**Problem A**
Duplicate the passage on grapple skidder cost correlations word for word, in full.

The correlation between maintenance and repair costs (${\mathrm{p}}_{\mathrm{s}}$ = 0.26) and depreciation (${\mathrm{p}}_{\mathrm{s}}$ = 0.20) was found to be weak, while the correlation between lubricating oil and grease costs and the remaining cost components was found to be very weak (${\mathrm{p}}_{\mathrm{s}}$ = 0.12). Correlations of less than 0.10 were observed for the remaining cost components. Although these cost components showed weak correlations, they should not be dismissed because a positive correlation would result in an underestimation of the cost per scheduled hour as suggested by [105,106].

Regarding the monotonic relationship between the volume of skidded timber and the production cost, the correlations were negative (p-value < 0.05) in both slope classes SC 1 and SC 2 and in all distance ranges, indicating that a decrease in the volume of skidded timber resulted in an increase in the production cost of the grapple skidder. In SC 1, the Spearman correlation coefficients indicated that the correlations were strong in the 0–50 and 51–100 m ranges (${\mathrm{p}}_{\mathrm{s}}$ = 0.69 and ${\mathrm{p}}_{\mathrm{s}}$ = 0.71, respectively) and very strong in the 101–150 (${\mathrm{p}}_{\mathrm{s}}$ = 0.87) and 151–200 m (${\mathrm{p}}_{\mathrm{s}}$ = 0.88) ranges. In SC 2, the bands 0–50 m (${\mathrm{p}}_{\mathrm{s}}$ = 0.71) and 51–100 m (${\mathrm{p}}_{\mathrm{s}}$ = 0.74) were classified as strong, while the ranges 101–150 m (${\mathrm{p}}_{\mathrm{s}}$ = 0.84) and 151–200 m (${\mathrm{p}}_{\mathrm{s}}$ = 0.86) were classified as very strong.

**Problem B**
Write out the records from the line containing "form [(62, 144)]." to the line containing "[(174, 98)]", both of those lines included, and nothing else.

**Data in this exercise**
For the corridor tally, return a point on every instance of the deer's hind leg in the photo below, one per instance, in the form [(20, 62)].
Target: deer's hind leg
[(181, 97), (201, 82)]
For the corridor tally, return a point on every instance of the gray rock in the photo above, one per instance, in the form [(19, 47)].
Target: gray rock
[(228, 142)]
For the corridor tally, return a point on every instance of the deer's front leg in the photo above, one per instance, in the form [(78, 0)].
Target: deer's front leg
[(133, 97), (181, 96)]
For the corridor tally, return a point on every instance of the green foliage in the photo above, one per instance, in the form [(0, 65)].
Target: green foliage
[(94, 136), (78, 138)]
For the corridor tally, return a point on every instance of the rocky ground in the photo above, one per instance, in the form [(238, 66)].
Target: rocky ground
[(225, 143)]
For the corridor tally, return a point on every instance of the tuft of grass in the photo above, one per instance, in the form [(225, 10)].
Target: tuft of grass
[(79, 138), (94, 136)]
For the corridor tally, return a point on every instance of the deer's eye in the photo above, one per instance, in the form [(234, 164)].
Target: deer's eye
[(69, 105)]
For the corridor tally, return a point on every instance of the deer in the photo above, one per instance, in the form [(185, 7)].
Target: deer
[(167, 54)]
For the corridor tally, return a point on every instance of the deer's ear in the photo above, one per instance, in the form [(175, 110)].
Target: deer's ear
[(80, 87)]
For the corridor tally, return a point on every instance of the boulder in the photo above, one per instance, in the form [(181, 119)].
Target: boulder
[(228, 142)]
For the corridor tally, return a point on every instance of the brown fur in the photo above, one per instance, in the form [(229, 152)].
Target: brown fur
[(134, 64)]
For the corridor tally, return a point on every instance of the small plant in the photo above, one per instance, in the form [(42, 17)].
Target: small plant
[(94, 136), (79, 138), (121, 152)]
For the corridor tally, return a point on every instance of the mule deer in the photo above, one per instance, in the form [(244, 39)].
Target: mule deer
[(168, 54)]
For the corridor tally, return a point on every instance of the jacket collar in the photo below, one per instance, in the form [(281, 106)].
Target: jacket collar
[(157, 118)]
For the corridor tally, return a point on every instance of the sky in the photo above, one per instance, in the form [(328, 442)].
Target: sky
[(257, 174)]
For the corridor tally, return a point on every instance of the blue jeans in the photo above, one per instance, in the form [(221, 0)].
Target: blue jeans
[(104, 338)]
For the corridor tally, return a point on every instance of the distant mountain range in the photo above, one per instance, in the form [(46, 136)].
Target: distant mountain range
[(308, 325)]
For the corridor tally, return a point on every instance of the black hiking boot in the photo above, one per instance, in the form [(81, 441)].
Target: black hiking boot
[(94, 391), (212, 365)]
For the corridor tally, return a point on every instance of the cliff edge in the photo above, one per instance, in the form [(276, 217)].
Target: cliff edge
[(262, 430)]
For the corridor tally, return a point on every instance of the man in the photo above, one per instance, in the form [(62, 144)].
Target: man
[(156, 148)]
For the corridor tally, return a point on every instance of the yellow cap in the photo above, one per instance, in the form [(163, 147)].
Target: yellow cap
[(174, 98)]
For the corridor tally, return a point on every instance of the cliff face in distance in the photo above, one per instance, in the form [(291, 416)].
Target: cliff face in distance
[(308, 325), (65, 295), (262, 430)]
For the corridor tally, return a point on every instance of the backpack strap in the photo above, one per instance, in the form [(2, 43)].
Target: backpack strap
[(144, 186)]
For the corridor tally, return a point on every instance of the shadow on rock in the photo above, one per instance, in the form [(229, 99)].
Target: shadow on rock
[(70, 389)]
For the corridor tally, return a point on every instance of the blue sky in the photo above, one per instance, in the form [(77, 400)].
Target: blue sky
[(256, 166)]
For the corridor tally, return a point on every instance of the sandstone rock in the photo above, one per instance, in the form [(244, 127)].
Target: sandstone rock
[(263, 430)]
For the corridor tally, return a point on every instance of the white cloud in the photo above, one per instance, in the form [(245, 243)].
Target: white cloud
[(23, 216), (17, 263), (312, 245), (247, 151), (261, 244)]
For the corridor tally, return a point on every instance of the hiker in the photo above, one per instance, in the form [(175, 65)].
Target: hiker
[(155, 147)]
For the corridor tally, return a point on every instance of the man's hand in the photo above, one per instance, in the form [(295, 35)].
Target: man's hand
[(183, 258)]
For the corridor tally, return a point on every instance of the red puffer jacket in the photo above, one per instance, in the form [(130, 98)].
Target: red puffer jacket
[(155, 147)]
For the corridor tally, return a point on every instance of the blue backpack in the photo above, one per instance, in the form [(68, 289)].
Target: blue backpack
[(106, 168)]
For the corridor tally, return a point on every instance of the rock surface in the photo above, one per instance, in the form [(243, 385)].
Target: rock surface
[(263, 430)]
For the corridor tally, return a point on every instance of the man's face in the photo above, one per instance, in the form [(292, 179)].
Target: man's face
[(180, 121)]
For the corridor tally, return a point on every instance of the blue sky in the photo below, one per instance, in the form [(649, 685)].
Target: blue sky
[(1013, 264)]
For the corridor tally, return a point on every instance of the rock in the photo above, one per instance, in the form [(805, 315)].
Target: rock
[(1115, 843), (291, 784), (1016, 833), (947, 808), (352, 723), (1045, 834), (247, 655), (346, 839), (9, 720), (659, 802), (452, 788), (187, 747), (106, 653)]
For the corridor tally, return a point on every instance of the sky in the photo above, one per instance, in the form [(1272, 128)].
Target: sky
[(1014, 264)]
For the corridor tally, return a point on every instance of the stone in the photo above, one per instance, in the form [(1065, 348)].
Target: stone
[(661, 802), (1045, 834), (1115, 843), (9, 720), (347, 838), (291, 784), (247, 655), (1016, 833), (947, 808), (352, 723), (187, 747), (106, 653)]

**Result A**
The correlation between maintenance and repair costs (${\mathrm{p}}_{\mathrm{s}}$ = 0.26) and depreciation (${\mathrm{p}}_{\mathrm{s}}$ = 0.20) was found to be weak, while the correlation between lubricating oil and grease costs and the remaining cost components was found to be very weak (${\mathrm{p}}_{\mathrm{s}}$ = 0.12). Correlations of less than 0.10 were observed for the remaining cost components. Although these cost components showed weak correlations, they should not be dismissed because a positive correlation would result in an underestimation of the cost per scheduled hour as suggested by [105,106].

Regarding the monotonic relationship between the volume of skidded timber and the production cost, the correlations were negative (p-value < 0.05) in both slope classes SC 1 and SC 2 and in all distance ranges, indicating that a decrease in the volume of skidded timber resulted in an increase in the production cost of the grapple skidder. In SC 1, the Spearman correlation coefficients indicated that the correlations were strong in the 0–50 and 51–100 m ranges (${\mathrm{p}}_{\mathrm{s}}$ = 0.69 and ${\mathrm{p}}_{\mathrm{s}}$ = 0.71, respectively) and very strong in the 101–150 (${\mathrm{p}}_{\mathrm{s}}$ = 0.87) and 151–200 m (${\mathrm{p}}_{\mathrm{s}}$ = 0.88) ranges. In SC 2, the bands 0–50 m (${\mathrm{p}}_{\mathrm{s}}$ = 0.71) and 51–100 m (${\mathrm{p}}_{\mathrm{s}}$ = 0.74) were classified as strong, while the ranges 101–150 m (${\mathrm{p}}_{\mathrm{s}}$ = 0.84) and 151–200 m (${\mathrm{p}}_{\mathrm{s}}$ = 0.86) were classified as very strong.

**Result B**
For the corridor tally, return a point on every instance of the man in the photo above, one per instance, in the form [(62, 144)].
Target: man
[(156, 148)]
For the corridor tally, return a point on every instance of the yellow cap in the photo above, one per instance, in the form [(163, 147)].
Target: yellow cap
[(174, 98)]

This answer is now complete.